Start The records

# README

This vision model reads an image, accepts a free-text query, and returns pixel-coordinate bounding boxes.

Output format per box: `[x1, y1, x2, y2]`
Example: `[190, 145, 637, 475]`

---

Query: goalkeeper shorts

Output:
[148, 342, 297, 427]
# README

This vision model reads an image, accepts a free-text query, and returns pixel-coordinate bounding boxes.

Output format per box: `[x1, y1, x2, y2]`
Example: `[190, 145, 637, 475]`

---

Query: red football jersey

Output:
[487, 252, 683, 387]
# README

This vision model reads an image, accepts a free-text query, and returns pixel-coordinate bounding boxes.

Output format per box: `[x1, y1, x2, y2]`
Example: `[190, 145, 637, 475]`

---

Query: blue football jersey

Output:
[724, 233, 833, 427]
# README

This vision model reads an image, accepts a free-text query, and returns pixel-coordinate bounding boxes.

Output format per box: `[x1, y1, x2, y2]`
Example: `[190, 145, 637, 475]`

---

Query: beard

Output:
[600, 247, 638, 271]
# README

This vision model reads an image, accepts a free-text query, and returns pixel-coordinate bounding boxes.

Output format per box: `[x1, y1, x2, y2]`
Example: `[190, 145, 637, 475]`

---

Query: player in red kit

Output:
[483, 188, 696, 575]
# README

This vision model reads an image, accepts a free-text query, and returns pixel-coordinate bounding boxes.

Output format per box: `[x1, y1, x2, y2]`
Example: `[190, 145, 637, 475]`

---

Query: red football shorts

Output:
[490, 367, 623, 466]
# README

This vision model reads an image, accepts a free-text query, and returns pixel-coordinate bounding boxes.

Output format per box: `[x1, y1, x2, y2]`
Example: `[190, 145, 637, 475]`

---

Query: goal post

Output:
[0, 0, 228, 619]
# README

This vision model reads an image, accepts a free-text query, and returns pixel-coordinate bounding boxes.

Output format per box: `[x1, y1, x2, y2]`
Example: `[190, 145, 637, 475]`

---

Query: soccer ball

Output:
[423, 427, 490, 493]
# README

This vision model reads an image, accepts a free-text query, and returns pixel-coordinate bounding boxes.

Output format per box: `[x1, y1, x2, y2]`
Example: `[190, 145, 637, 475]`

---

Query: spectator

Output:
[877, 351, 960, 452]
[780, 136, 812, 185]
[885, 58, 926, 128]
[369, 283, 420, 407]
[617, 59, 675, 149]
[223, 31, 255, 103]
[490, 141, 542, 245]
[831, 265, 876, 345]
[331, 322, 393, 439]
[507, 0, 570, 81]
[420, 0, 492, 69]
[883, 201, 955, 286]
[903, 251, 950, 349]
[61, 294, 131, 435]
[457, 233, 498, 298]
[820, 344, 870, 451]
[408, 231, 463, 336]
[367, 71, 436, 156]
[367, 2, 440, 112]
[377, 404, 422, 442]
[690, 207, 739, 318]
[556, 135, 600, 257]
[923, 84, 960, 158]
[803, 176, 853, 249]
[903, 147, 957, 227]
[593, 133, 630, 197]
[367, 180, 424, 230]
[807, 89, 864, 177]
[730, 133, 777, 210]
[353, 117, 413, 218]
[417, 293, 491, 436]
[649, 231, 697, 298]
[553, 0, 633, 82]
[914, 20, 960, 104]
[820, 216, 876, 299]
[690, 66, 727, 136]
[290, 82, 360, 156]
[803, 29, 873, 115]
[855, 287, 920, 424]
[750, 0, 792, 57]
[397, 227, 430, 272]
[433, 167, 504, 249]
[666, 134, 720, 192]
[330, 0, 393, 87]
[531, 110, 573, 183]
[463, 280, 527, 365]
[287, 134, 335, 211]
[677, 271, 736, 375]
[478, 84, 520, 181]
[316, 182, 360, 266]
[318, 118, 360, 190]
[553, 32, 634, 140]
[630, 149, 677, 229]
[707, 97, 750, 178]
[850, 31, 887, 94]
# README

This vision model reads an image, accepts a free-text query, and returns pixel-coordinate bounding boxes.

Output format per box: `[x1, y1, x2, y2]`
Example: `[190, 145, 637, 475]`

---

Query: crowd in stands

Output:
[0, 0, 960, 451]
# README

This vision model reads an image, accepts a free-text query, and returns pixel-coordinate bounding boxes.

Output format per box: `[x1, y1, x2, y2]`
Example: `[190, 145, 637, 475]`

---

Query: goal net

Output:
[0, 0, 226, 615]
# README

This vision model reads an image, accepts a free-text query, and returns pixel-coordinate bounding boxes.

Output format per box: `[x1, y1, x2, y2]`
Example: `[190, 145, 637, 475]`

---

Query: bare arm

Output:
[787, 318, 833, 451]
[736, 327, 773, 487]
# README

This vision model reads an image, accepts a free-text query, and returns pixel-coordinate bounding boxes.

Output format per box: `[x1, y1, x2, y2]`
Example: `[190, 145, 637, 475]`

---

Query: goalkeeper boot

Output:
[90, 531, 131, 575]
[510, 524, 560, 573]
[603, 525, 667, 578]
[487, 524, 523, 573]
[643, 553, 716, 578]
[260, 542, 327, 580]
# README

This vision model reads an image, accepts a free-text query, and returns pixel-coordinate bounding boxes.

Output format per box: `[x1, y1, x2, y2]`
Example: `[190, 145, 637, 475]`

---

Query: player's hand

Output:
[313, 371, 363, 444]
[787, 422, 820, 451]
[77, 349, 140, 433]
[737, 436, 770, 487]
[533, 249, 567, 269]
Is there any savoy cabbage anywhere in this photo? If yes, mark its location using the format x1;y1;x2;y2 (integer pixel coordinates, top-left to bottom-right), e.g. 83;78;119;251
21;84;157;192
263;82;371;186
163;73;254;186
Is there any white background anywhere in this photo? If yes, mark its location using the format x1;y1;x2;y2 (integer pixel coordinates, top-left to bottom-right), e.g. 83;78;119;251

End The records

**Exercise aim**
Rewrite all of the data above, swapping each occurrence of "free-text query" for "plain-text query" and leaving everything else unchanged.

**Answer to this task**
# README

This vision model reads an image, accepts a plain-text query, and returns pixel-coordinate bounding boxes.

Output format per box: `[x1, y1, x2, y2]`
Example: `[190, 145, 637, 475]`

---

Query: goalkeeper shorts

Output:
[148, 342, 297, 427]
# README

This vision model reads an image, accepts a plain-text query, and returns pixel-coordinate bounding boxes.

Output format per box: `[x1, y1, x2, y2]`
Example: `[190, 145, 637, 475]`

---

Query: red football jersey

Output:
[487, 252, 683, 387]
# README

This vision model reads an image, accepts a plain-text query, and returns pixel-coordinate bounding boxes.

Output format per box: `[x1, y1, x2, y2]`
Example: `[190, 145, 637, 475]`

---

Query: blue football jersey

Output:
[724, 233, 833, 427]
# README

This vision model reads an image, accepts a plain-text query, and returns pixel-coordinate bounding boxes.

Output format per box: `[x1, y1, x2, y2]`
Example: `[190, 145, 637, 475]`

---

Query: beard

Output:
[600, 247, 638, 271]
# README

This vision model reads an image, accepts a plain-text query, and returns pixel-coordinate bounding boxes.

Output format per box: `[x1, y1, x2, y2]`
Example: `[190, 145, 637, 475]`

---

Query: player in red kit

Output:
[483, 188, 696, 575]
# README

This vision model reads an image, accepts a plain-text query, and returns pixel-coordinate bounding boxes.

Output format per box: `[x1, y1, x2, y2]`
Example: `[190, 145, 637, 475]`

---

Query: red football shorts

Output:
[490, 367, 623, 466]
# README

This vision model reads an image, accepts a plain-text query, and returns pixel-coordinate bounding boxes.

Output format per box: `[x1, y1, x2, y2]`
Example: `[190, 145, 637, 475]`

---

Query: goal post

Output:
[0, 0, 228, 619]
# README

This vision model reads an image, accepts a plain-text query, and returns pixel-coordinate bounding boxes.

Output format per box: `[x1, y1, x2, y2]`
Example: `[190, 145, 637, 475]`

---

Query: soccer ball

Output:
[423, 427, 490, 493]
# README

This vision model reads an image, accepts a plain-text query, and returns pixel-coordinate bounding boxes.

Output format per box: `[x1, y1, x2, y2]`
Example: `[190, 145, 637, 475]`

---

Query: spectator

Output:
[877, 351, 960, 452]
[780, 136, 812, 185]
[885, 58, 926, 128]
[369, 283, 420, 407]
[617, 59, 675, 149]
[223, 31, 255, 103]
[490, 141, 542, 245]
[831, 265, 876, 345]
[331, 322, 393, 439]
[507, 0, 570, 81]
[420, 0, 492, 69]
[883, 201, 955, 286]
[903, 251, 950, 349]
[61, 294, 131, 435]
[457, 233, 498, 298]
[820, 344, 870, 451]
[408, 231, 463, 336]
[367, 71, 436, 156]
[367, 2, 440, 112]
[377, 404, 422, 442]
[690, 207, 739, 318]
[556, 135, 600, 257]
[923, 84, 960, 158]
[803, 176, 853, 249]
[903, 147, 957, 227]
[593, 133, 630, 197]
[367, 180, 424, 230]
[807, 89, 864, 177]
[730, 133, 777, 210]
[353, 117, 413, 218]
[417, 293, 491, 436]
[649, 231, 697, 298]
[553, 0, 633, 82]
[914, 20, 960, 104]
[820, 216, 876, 299]
[690, 66, 727, 136]
[290, 82, 360, 156]
[803, 29, 873, 115]
[855, 287, 920, 424]
[750, 0, 792, 57]
[397, 227, 430, 272]
[433, 167, 504, 249]
[666, 134, 720, 192]
[330, 0, 393, 87]
[531, 110, 573, 183]
[463, 280, 527, 365]
[287, 134, 335, 211]
[677, 271, 736, 375]
[478, 84, 520, 181]
[316, 182, 360, 266]
[318, 118, 360, 190]
[553, 32, 634, 140]
[630, 149, 677, 229]
[707, 97, 750, 178]
[850, 31, 887, 94]
# README

This vision model reads an image, accepts a plain-text query, and returns pixel-coordinate bounding boxes.

Output format per box: `[x1, y1, x2, y2]`
Example: `[190, 145, 637, 475]`

---

Query: crowd in stands

Output:
[0, 0, 960, 451]
# README

This vision model reads an image, accepts a plain-text query, and returns pixel-coordinate bounding boxes.

Output format per box: `[x1, y1, x2, y2]`
Example: `[190, 145, 637, 475]`

---

Query: goal net

Output:
[0, 0, 226, 615]
# README

This vision model reads an image, accepts a plain-text query, and returns pixel-coordinate bounding boxes.

Output format per box: `[x1, y1, x2, y2]`
Example: `[190, 145, 637, 475]`

---

Query: bare arm

Output:
[787, 318, 833, 451]
[736, 327, 773, 487]
# README

This vision model reads an image, accepts a plain-text query, and returns pixel-coordinate bounding boxes.

Output format per box: `[x1, y1, x2, y2]`
Example: `[190, 145, 637, 475]`

---

Query: goalkeeper boot

Output:
[90, 531, 131, 575]
[510, 524, 560, 573]
[603, 525, 667, 578]
[487, 524, 523, 573]
[643, 553, 716, 578]
[260, 542, 327, 580]
# README

This vision model reads an image, accepts a plain-text query, and returns pixel-coordinate bounding boxes.

Output format per box: `[x1, y1, x2, y2]`
Example: `[190, 145, 637, 475]`

---

Query: player's hand

Output:
[313, 371, 363, 444]
[787, 422, 820, 451]
[77, 349, 140, 433]
[737, 436, 770, 487]
[533, 249, 567, 269]
Is there any savoy cabbage anywhere in this photo? If yes, mark its location using the format x1;y1;x2;y2 (integer pixel coordinates, top-left to bottom-right), e.g. 83;78;119;251
21;84;157;192
263;82;371;186
163;73;254;186
Is there any white background anywhere in this photo? If yes, mark its location using the format x1;y1;x2;y2 (integer pixel coordinates, top-left to bottom-right), e.g. 83;78;119;251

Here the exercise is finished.